## Written problem
Reproduce every one of the records below verbatim, omitting the pictures from your output.
-------- Data in this exercise --------
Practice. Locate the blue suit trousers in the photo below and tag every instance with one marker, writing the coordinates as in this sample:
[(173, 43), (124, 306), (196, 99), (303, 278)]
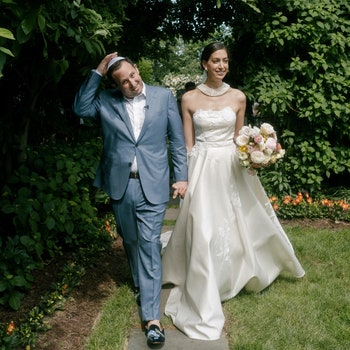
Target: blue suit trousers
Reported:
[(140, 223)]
--------
## Worked answer
Practice. Locate the blue suit trousers in the photo below and tag every instance with one marker, writing the coordinates as in this sample:
[(173, 43), (124, 306), (196, 99), (303, 278)]
Target: blue suit trousers
Reported:
[(140, 223)]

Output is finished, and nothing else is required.